What the task asks ->
In the data below, swap "cabinet door" for "cupboard door" in the part that opens with the line containing "Highlight cabinet door." and closes with the line containing "left=596, top=91, right=609, bottom=206". Give back only that part, with everything else left as it is.

Supplied entries ->
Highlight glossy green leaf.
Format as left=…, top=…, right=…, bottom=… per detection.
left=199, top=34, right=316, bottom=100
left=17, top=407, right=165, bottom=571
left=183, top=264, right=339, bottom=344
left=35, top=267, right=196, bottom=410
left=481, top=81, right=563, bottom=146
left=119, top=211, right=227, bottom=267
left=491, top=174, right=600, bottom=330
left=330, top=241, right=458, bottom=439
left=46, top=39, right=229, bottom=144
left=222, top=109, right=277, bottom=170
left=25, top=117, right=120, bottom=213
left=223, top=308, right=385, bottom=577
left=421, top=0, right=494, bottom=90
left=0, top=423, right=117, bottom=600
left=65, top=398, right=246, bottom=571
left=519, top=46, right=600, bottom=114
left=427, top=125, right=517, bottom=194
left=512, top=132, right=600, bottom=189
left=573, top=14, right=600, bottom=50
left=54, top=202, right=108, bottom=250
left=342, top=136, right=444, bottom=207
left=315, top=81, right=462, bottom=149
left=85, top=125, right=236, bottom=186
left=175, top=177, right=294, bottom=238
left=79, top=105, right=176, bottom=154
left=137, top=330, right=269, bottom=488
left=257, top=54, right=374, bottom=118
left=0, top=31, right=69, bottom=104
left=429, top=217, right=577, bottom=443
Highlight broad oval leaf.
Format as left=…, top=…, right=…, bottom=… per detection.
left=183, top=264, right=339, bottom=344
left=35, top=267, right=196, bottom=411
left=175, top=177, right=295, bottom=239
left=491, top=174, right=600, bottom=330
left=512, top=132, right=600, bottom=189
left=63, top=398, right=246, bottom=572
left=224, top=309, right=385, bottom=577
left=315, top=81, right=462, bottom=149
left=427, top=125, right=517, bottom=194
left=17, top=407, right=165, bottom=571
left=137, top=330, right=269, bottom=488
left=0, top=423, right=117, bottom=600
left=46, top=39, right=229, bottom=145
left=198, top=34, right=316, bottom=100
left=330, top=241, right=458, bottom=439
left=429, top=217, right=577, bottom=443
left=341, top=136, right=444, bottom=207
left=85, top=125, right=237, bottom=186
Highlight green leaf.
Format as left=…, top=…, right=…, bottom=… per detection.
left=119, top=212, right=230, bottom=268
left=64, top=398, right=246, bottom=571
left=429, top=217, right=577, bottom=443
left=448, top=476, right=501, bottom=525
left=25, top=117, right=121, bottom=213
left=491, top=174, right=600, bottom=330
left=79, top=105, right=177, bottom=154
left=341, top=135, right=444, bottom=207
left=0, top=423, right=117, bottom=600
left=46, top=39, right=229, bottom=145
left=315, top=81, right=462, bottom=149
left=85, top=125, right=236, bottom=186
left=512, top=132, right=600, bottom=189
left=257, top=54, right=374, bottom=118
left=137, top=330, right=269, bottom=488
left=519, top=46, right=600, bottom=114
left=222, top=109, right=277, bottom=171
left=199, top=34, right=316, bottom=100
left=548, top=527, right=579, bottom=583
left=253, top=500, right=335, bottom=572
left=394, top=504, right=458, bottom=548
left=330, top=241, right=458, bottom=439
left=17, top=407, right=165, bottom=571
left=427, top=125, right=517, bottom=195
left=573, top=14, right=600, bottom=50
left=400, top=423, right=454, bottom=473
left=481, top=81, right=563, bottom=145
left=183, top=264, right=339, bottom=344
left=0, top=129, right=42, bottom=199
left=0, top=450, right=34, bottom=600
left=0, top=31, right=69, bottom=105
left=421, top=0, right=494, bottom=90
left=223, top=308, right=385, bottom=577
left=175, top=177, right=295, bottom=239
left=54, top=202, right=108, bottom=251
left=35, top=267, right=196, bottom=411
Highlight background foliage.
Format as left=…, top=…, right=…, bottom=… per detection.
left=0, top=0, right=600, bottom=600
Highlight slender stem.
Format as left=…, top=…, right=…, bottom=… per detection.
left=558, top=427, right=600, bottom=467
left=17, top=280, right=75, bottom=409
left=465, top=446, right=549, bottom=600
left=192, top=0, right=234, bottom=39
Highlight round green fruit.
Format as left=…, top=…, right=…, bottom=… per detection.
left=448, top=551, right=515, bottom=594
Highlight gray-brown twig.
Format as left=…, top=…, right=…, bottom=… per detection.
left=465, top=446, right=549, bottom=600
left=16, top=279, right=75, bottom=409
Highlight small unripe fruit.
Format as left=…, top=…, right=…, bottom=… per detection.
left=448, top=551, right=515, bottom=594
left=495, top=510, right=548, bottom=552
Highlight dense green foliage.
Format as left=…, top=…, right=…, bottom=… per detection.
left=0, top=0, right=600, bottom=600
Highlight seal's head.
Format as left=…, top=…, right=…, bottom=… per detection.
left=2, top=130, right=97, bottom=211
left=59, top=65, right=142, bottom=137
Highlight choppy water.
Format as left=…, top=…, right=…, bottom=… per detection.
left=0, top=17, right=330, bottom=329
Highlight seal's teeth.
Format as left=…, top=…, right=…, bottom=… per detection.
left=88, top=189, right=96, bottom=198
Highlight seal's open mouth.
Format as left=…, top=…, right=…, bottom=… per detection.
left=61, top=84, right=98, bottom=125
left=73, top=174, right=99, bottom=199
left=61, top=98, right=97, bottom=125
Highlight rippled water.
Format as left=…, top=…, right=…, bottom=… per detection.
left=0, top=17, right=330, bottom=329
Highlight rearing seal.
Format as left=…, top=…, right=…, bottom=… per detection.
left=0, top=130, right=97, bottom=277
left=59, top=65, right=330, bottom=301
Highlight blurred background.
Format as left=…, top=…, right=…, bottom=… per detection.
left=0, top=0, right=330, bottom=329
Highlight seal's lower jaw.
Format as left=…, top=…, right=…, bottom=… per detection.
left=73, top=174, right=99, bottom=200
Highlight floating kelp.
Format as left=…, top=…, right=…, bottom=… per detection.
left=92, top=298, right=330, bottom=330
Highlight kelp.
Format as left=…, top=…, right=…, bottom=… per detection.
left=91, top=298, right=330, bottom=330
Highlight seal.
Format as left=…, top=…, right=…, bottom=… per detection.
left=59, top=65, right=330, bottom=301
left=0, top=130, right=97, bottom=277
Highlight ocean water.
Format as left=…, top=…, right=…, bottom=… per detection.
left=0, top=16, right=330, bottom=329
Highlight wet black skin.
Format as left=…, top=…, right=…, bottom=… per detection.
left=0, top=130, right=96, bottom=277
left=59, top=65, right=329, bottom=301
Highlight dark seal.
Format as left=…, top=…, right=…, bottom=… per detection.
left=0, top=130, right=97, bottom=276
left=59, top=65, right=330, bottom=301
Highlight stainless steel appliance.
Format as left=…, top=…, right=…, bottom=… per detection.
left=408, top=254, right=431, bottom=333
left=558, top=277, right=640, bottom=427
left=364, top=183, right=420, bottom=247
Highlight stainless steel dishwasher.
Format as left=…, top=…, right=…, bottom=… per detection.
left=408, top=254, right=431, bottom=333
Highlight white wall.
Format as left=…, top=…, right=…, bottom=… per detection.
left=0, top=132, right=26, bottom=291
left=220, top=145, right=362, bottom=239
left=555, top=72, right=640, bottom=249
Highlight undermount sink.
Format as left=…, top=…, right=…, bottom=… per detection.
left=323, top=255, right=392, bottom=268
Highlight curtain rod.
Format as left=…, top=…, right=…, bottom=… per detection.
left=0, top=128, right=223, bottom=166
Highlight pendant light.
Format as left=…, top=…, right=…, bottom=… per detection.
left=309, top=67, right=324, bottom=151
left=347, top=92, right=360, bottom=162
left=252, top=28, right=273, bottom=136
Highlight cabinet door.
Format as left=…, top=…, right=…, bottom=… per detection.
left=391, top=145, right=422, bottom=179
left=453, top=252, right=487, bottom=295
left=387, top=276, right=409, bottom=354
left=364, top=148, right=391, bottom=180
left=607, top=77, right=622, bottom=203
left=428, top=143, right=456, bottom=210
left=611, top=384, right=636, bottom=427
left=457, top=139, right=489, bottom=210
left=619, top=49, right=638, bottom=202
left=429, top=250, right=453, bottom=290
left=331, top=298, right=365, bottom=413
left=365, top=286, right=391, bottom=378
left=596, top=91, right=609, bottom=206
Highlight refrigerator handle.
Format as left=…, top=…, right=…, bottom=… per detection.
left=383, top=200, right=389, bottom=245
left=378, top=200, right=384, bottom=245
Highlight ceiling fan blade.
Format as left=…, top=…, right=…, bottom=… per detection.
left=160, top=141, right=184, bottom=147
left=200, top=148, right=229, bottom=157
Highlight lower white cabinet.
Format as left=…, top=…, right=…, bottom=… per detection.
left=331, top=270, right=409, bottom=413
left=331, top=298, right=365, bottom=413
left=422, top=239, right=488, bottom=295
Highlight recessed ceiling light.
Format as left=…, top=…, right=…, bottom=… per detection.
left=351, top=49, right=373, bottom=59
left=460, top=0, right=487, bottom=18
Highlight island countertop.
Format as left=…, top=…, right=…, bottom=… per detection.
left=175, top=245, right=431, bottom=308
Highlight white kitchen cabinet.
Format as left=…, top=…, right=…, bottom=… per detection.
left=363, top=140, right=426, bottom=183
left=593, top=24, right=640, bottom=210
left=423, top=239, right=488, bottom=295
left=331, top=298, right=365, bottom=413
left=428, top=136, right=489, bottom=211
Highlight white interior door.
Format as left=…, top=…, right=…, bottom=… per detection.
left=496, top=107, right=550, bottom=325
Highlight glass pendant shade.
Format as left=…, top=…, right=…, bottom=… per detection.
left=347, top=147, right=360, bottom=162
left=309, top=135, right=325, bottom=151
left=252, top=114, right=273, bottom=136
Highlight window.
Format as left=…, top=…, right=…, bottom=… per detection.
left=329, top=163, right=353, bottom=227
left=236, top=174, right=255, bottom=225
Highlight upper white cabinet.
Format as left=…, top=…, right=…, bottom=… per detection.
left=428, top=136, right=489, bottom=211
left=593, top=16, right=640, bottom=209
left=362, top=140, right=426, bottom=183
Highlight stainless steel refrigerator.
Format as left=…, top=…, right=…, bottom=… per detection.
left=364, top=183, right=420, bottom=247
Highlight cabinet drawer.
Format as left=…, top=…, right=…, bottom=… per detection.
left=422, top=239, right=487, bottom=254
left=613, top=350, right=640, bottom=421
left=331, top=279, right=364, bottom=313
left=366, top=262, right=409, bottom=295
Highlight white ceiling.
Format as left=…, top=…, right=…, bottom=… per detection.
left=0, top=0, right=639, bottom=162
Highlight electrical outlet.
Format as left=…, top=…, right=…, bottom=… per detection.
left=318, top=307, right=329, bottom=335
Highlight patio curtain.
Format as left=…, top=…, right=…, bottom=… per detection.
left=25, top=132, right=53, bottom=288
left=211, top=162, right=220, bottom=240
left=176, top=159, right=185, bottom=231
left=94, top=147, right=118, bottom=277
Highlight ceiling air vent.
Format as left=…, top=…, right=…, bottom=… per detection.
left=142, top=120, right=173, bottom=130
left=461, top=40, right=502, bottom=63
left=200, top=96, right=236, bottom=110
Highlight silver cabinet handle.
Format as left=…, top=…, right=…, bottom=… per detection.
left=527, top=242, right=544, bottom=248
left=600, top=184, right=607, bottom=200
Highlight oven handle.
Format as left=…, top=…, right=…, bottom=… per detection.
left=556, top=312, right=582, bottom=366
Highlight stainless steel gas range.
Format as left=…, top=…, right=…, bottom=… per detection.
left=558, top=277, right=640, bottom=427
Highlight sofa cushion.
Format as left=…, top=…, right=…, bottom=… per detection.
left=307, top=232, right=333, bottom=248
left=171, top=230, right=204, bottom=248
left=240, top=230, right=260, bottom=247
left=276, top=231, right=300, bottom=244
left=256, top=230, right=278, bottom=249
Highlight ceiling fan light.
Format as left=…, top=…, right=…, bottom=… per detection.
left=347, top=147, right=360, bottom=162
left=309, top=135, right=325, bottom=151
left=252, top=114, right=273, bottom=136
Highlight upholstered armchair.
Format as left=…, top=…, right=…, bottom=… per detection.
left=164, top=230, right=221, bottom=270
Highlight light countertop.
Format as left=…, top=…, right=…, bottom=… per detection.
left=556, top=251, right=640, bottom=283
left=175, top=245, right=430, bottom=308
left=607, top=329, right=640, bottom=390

Result of the task ->
Highlight cupboard door.
Format as left=…, top=…, right=…, bottom=… per detection.
left=391, top=145, right=422, bottom=179
left=453, top=252, right=487, bottom=295
left=387, top=276, right=409, bottom=354
left=364, top=148, right=391, bottom=180
left=607, top=77, right=622, bottom=203
left=428, top=143, right=456, bottom=210
left=611, top=384, right=636, bottom=427
left=457, top=139, right=489, bottom=210
left=619, top=49, right=638, bottom=202
left=429, top=250, right=453, bottom=290
left=331, top=298, right=365, bottom=413
left=365, top=286, right=391, bottom=378
left=596, top=91, right=609, bottom=206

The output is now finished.